Labeled region items
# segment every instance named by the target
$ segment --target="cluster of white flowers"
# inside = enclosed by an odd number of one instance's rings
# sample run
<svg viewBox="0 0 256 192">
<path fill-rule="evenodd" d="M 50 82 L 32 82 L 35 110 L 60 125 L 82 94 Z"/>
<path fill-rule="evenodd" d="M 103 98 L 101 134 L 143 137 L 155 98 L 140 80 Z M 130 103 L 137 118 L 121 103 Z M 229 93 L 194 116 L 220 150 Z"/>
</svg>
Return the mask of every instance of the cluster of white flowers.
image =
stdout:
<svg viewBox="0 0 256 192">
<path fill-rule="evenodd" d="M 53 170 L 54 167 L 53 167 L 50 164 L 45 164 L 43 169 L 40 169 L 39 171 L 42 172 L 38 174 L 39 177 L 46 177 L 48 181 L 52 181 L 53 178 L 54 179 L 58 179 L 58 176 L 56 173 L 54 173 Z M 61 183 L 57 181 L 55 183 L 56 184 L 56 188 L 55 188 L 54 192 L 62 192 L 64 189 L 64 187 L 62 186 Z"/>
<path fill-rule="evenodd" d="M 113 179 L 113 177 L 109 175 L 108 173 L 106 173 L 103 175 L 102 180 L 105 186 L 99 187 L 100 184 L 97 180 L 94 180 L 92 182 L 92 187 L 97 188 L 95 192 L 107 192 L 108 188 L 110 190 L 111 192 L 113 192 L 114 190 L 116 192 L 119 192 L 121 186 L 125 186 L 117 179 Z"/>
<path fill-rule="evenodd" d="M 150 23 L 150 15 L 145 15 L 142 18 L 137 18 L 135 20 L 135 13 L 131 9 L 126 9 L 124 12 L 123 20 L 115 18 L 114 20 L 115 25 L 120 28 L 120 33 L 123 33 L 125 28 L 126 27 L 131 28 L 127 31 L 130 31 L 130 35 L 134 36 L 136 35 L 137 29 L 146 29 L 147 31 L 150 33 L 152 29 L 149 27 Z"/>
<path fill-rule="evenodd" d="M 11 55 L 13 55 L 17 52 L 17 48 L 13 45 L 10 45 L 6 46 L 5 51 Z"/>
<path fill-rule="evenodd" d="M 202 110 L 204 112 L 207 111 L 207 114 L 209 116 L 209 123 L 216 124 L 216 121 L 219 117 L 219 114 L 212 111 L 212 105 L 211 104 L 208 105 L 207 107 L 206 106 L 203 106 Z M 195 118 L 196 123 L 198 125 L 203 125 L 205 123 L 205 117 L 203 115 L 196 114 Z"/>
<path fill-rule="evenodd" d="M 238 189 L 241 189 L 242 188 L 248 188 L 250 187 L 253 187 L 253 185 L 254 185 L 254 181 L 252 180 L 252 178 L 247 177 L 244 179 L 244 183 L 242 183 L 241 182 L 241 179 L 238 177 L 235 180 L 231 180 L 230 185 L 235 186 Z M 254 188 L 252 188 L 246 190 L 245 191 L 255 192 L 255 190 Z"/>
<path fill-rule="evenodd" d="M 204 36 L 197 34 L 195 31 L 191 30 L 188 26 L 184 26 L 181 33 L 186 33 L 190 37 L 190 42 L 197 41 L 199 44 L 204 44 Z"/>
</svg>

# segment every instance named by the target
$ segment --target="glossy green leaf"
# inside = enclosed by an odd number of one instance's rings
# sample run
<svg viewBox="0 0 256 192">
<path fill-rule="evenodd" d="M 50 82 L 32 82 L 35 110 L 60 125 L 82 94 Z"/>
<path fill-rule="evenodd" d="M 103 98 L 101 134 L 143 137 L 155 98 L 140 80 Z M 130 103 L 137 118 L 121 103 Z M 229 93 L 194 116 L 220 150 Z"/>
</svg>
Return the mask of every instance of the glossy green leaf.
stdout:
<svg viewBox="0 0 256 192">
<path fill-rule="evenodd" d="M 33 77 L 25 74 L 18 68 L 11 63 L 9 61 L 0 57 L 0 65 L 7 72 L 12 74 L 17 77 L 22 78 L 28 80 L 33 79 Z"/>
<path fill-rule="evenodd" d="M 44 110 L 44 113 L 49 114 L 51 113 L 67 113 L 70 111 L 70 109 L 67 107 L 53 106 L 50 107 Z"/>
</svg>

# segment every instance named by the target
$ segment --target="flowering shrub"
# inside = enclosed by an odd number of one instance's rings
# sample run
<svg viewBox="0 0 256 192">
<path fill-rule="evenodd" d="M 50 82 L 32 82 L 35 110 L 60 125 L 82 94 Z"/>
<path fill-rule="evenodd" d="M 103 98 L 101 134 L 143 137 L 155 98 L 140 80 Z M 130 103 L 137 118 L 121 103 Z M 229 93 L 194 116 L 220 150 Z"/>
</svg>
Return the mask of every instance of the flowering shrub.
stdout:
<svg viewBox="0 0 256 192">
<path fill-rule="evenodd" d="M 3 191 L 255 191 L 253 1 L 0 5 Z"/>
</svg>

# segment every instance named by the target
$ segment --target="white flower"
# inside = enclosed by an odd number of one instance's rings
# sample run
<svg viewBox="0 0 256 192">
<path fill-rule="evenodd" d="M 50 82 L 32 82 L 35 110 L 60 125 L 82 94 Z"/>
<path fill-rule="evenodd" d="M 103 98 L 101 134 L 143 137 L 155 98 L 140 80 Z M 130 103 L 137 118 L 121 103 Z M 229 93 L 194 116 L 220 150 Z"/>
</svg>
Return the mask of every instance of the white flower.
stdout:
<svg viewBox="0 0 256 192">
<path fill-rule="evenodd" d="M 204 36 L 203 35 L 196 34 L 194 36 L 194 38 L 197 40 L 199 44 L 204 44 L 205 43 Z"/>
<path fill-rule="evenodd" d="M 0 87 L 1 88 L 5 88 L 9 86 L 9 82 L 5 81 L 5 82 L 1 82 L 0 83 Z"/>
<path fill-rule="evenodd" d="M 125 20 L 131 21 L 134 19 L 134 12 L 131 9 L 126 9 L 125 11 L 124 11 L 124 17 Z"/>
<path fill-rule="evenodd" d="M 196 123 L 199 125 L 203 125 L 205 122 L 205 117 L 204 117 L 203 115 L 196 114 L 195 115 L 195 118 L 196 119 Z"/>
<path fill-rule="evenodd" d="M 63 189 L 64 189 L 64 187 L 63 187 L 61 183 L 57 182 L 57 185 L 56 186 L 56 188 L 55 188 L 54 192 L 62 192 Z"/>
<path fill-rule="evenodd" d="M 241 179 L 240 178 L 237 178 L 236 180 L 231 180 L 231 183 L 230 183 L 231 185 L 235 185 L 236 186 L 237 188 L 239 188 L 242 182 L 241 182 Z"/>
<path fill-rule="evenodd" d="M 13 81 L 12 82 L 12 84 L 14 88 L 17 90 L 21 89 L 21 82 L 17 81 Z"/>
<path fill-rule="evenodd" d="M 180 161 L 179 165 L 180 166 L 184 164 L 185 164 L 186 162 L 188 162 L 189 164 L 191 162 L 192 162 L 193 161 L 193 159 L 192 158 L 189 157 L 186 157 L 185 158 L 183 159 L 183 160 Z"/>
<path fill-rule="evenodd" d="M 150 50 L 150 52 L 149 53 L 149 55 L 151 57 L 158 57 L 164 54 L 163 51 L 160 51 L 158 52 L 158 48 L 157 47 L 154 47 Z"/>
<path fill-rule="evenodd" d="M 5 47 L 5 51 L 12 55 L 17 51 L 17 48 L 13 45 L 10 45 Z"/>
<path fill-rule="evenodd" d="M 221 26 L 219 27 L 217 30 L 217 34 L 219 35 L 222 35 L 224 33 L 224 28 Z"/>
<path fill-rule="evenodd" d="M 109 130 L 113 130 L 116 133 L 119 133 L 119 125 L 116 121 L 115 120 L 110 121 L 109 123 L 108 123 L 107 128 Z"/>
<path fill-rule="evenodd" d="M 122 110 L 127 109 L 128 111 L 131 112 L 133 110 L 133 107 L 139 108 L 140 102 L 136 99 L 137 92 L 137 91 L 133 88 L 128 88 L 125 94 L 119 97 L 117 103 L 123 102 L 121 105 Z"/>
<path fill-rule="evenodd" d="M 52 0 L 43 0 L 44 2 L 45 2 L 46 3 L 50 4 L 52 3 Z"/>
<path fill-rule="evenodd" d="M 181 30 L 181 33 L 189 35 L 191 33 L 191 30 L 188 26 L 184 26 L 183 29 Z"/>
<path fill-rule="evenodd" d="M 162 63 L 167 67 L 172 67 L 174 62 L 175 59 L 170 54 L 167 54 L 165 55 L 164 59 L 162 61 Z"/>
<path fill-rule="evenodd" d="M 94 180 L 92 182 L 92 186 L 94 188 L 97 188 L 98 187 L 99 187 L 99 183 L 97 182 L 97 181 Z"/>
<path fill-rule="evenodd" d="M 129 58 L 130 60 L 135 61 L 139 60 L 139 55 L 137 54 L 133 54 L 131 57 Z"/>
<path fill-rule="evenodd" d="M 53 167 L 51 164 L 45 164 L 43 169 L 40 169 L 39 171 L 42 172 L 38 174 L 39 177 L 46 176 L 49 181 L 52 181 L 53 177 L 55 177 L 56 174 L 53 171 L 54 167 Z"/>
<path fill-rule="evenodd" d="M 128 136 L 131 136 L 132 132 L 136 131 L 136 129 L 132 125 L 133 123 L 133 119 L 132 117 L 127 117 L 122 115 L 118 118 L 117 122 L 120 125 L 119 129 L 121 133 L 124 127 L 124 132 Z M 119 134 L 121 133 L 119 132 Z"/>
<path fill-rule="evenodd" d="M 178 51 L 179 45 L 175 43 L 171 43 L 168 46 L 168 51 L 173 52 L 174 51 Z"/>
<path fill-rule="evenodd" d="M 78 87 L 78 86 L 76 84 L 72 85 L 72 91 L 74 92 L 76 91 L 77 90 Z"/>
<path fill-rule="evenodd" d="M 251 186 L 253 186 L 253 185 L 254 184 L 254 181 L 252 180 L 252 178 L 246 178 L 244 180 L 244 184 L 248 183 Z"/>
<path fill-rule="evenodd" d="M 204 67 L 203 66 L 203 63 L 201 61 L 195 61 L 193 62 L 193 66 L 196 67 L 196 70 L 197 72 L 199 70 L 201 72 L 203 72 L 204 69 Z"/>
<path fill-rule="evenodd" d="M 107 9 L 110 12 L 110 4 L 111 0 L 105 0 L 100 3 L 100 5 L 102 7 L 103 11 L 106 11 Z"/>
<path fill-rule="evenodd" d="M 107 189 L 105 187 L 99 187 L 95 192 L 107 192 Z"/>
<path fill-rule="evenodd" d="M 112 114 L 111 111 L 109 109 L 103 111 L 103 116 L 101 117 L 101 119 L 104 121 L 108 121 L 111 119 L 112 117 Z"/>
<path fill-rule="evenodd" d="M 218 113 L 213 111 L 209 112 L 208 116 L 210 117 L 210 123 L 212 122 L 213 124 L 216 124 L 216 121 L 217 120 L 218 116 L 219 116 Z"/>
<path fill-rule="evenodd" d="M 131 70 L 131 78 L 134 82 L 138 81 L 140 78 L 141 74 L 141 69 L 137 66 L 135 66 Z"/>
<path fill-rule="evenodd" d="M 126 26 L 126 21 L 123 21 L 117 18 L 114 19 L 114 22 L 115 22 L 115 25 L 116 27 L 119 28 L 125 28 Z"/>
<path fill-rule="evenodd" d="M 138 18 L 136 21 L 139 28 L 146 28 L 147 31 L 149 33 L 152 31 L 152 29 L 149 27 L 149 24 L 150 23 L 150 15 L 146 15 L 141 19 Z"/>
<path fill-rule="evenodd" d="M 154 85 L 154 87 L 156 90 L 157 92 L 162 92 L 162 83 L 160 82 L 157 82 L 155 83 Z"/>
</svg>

The request: Rewrite the items from the first line through the line containing "53 170 L 54", substituting "bunch of white flowers" for "cluster of white flowers" and leaving everything else unchanged.

Correct output:
# segment every instance named by the target
$ segment --target="bunch of white flowers"
# inside = enclosed by an odd number of one instance's rings
# sample run
<svg viewBox="0 0 256 192">
<path fill-rule="evenodd" d="M 50 82 L 32 82 L 35 110 L 60 125 L 82 94 Z"/>
<path fill-rule="evenodd" d="M 103 98 L 101 134 L 143 137 L 155 98 L 140 80 Z M 130 103 L 137 118 L 121 103 Z M 229 93 L 194 116 L 220 150 Z"/>
</svg>
Return the mask of every instance of the bunch of white flowers.
image =
stdout:
<svg viewBox="0 0 256 192">
<path fill-rule="evenodd" d="M 53 170 L 54 167 L 53 167 L 50 164 L 45 164 L 43 169 L 40 169 L 39 171 L 42 172 L 38 174 L 39 177 L 46 177 L 48 181 L 52 181 L 53 178 L 54 179 L 58 179 L 58 176 L 56 173 L 54 173 Z M 61 183 L 57 181 L 55 183 L 56 184 L 56 188 L 55 188 L 54 192 L 62 192 L 64 189 L 64 187 L 62 186 Z"/>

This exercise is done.